### WORK TO COMPLETE
1. According to the article below on the Satyam and Maytas deal, who is the chief financial officer of Maytas Infra?
2. Repeat the part of the Satyam and Maytas article below starting with "Additionally, the project" and going on through "in March 2009.".

HYDERABAD: Was the decision to empty the coffers of Satyam Computer Services in favour of Maytas promoters and take over the two construction and infrastructure companies a bailout attempt?
This is one question many analysts are asking even after the acquisition deal has been called off.
While senior executives of both Satyam and Maytas deny such intentions, a top source said it was indeed a bailout package since Maytas is seeking to strengthen its balance sheet to bid for bigger projects on its own.
By getting into the Satyam fold, Maytas would have enjoyed the combined balance sheet and the strong topline support of the fourth-largest IT company in the country.
In fact, the source said, the company is also finding it hard to achieve financial closure for some projects even after winning them.
Though Maytas Infra has already achieved financial closure for some of its projects, it’s Rs 2,000 crore Hyderabad Metro Rail project is being seen as a drag with the company unable to bring financial institutions together to fund it.
Additionally, the project became controversial after Delhi Metro chief E Sreedharan criticised the deal.
But company officials put on a brave face. “Hyderabad Metro is a good project and we are on track for achieving the financial closure.”
“The Satyam controversy is not likely to affect Maytas plans,” Maytas Infra’s chief financial officer V V Raju told DNA Money.
According to him, the company would achieve financial closure for the project as scheduled in March 2009.
But more than the financial closure, it is the company’s ability to bid for bigger projects that’s seen to be one of the reasons for the Satyam to decide on acquiring it and taking Maytas into its fold.
“Maytas has been bidding for many projects jointly. For instance, for the Rs 200-crore airports deal in Karnataka and Rs 1,200 crore port project in Machilipatam, it had to team up with NCC. For the Hyderabad Metro too, it had to team up with Navabharat group. The list goes on. For bigger projects, Maytas is teaming up with others to meet the balance sheet requirements. A merger with Satyam would have been a definite bail out for Maytas,” the source explained.
Meanwhile, there have also been unconfirmed reports about Maytas promoters coming under severe financial crunch due to the land acquisitions they had made in the recent days and the real asset yielding less returns due to the negative real estate market.
These reports also pointed the mortgage of shares by Maytas promoters to raise further funds. “We don’t know what the promoters have done in their individual capacity. For Maytas there is no specific funding problem to execute the Rs 11,000 crore order book,” Raju said.

### SUPPLIED DATA
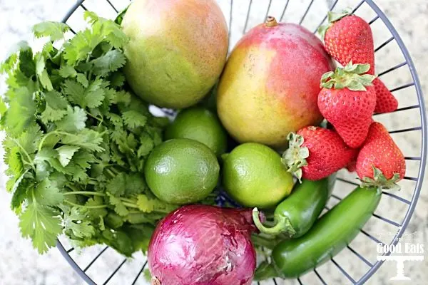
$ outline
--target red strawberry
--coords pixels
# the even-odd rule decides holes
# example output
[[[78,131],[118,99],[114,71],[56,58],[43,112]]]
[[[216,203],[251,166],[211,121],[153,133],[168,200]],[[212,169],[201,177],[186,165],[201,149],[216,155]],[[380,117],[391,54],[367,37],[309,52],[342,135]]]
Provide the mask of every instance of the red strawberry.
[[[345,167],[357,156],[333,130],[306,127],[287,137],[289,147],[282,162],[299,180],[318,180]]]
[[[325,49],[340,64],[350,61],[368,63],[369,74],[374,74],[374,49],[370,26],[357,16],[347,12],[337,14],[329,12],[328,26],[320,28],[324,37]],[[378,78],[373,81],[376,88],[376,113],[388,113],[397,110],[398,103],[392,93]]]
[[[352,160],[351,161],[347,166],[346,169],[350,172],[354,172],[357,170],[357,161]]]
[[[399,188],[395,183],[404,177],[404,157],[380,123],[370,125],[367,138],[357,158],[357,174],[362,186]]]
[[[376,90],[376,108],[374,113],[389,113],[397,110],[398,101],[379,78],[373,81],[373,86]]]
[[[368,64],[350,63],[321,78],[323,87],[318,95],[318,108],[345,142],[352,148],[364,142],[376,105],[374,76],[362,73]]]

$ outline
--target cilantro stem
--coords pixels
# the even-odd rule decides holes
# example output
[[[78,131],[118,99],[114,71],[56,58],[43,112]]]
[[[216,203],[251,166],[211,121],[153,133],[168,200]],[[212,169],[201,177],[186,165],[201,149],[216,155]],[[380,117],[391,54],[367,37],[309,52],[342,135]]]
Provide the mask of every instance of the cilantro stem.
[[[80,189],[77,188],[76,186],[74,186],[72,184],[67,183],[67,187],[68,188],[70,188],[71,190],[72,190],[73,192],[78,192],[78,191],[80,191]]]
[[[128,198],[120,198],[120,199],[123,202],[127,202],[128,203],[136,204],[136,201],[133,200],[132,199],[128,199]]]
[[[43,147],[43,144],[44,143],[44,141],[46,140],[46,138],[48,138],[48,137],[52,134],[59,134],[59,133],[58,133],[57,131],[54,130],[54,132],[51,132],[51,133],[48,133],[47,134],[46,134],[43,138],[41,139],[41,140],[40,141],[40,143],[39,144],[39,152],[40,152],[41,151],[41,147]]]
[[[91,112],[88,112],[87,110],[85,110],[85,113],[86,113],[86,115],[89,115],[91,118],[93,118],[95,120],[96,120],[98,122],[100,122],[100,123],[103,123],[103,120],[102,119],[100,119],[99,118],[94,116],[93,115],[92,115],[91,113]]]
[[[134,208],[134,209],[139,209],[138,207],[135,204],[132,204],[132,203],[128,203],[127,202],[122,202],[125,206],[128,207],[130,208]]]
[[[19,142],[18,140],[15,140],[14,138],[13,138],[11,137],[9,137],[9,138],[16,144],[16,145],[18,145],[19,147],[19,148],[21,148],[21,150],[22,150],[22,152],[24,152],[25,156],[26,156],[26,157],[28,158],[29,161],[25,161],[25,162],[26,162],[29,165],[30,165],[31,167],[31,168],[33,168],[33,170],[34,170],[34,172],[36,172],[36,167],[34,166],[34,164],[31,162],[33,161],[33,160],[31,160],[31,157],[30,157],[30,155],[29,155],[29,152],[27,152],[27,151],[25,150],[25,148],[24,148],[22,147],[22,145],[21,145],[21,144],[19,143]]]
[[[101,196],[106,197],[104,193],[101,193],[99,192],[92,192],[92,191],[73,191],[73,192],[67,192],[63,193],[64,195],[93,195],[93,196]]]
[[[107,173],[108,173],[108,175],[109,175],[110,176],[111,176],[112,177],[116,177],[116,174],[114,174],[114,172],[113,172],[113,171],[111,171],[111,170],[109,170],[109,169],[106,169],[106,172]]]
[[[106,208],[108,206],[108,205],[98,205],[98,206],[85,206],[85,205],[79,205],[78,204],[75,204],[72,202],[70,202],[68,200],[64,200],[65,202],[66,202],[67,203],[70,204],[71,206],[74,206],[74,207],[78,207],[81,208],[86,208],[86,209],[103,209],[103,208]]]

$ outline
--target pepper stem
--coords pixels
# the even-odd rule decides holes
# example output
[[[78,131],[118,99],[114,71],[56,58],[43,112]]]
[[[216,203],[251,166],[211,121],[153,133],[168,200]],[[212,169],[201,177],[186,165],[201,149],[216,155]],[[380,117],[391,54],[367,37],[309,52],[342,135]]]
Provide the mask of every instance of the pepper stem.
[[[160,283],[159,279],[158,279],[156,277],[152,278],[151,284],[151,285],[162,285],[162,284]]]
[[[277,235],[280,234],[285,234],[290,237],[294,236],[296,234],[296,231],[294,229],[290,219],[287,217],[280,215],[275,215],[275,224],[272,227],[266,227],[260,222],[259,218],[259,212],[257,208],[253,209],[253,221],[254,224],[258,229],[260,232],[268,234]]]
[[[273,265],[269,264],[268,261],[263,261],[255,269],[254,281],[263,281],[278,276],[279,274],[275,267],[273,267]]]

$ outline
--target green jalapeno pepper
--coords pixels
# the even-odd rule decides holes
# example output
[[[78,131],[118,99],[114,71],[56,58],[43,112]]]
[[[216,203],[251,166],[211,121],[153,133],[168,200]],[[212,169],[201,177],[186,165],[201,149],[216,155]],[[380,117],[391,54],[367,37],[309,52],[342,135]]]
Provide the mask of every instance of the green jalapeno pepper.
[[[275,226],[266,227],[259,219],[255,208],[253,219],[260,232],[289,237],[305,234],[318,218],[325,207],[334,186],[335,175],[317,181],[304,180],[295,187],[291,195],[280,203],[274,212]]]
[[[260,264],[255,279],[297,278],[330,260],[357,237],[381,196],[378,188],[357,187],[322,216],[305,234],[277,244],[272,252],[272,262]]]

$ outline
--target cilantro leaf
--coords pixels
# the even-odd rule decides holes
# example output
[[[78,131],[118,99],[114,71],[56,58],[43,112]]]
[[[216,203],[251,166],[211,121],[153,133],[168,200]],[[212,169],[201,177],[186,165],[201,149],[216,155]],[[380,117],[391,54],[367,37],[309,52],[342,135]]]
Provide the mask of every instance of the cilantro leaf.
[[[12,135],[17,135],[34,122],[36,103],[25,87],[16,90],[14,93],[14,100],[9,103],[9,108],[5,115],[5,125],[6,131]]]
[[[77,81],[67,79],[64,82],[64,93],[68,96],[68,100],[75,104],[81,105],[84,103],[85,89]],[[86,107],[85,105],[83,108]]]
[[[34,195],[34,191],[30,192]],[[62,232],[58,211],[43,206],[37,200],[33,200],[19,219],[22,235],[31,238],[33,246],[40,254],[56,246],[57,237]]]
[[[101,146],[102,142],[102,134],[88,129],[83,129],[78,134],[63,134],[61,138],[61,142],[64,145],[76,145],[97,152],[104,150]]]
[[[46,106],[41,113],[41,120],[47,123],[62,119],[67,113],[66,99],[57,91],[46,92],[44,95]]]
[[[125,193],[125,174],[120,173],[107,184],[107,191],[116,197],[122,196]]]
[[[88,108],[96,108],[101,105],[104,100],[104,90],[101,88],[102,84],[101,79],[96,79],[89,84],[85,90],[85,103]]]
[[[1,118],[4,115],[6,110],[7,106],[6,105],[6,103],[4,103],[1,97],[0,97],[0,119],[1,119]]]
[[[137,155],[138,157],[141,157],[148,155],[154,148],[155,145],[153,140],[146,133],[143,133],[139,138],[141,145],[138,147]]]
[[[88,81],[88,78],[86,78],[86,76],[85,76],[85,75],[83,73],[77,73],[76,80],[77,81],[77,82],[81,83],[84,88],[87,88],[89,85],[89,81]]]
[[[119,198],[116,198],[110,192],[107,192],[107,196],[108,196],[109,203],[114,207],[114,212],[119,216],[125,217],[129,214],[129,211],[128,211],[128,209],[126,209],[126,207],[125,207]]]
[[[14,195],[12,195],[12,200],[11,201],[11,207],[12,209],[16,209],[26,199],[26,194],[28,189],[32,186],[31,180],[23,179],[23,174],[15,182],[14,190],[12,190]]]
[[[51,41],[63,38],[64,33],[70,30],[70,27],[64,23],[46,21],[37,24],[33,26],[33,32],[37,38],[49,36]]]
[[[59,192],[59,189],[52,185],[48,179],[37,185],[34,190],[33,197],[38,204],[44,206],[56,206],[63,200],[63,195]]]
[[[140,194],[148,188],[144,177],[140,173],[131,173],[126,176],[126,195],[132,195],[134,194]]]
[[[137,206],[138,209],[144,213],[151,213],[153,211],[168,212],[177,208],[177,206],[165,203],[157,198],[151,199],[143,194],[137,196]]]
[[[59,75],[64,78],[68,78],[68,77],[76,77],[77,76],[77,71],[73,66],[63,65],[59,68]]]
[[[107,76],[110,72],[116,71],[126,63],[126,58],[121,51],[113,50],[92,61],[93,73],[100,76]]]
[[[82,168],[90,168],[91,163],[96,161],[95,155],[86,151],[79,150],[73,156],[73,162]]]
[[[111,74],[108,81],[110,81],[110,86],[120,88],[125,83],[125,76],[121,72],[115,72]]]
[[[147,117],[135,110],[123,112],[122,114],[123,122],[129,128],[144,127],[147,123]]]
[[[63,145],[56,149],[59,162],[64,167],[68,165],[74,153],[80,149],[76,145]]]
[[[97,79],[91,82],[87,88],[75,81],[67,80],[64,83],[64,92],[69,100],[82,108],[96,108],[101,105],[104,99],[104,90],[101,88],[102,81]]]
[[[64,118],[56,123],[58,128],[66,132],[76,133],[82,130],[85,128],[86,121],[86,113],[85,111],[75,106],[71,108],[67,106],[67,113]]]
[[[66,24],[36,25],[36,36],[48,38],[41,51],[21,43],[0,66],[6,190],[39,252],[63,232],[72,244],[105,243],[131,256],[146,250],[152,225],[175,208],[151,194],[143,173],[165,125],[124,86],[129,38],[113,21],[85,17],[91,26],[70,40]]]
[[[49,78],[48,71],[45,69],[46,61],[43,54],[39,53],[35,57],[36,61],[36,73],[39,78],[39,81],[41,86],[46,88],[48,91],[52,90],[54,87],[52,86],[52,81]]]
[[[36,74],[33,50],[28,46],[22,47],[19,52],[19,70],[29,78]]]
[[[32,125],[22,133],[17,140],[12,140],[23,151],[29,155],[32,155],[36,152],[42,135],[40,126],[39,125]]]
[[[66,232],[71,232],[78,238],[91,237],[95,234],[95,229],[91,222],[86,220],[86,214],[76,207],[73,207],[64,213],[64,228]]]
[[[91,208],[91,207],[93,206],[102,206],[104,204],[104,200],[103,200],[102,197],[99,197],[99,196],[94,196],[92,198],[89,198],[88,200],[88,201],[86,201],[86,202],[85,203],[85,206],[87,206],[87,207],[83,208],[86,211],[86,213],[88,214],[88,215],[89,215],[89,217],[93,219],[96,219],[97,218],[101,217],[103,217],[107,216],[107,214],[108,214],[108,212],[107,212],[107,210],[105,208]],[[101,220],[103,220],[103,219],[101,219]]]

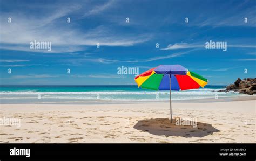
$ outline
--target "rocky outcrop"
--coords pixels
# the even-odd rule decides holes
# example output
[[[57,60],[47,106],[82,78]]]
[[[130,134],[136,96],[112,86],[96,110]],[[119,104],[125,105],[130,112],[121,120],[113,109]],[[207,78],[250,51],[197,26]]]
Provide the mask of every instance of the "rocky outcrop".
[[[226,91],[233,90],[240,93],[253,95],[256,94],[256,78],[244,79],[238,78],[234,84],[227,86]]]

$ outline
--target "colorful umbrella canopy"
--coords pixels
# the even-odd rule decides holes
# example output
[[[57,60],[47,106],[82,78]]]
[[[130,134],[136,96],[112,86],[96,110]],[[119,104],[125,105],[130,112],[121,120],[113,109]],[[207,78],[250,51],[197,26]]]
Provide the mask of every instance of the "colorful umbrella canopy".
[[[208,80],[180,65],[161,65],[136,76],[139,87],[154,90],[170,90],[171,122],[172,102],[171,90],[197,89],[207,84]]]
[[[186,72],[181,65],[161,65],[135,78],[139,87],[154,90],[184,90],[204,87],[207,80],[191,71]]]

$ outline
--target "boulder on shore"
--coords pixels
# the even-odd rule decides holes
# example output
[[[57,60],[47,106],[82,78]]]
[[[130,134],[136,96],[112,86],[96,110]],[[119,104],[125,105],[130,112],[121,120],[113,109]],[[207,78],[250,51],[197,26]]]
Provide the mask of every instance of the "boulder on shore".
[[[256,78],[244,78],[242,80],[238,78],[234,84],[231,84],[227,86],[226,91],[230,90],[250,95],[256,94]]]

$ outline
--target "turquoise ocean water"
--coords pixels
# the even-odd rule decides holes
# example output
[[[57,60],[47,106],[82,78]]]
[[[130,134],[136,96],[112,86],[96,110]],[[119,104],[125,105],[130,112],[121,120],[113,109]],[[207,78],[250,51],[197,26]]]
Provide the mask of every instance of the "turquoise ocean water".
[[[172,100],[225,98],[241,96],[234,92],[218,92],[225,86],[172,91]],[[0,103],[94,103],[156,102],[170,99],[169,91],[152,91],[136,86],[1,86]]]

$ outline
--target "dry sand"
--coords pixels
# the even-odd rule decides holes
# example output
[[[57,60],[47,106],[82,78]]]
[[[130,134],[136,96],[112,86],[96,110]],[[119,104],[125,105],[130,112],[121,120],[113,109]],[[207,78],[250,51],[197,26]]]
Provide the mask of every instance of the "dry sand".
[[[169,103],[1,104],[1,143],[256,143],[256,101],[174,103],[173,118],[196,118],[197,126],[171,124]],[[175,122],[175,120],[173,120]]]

### OUTPUTS IN ORDER
1. V V Raju

2.
Additionally, the project became controversial after Delhi Metro chief E Sreedharan criticised the deal.
But company officials put on a brave face. “Hyderabad Metro is a good project and we are on track for achieving the financial closure.”
“The Satyam controversy is not likely to affect Maytas plans,” Maytas Infra’s chief financial officer V V Raju told DNA Money.
According to him, the company would achieve financial closure for the project as scheduled in March 2009.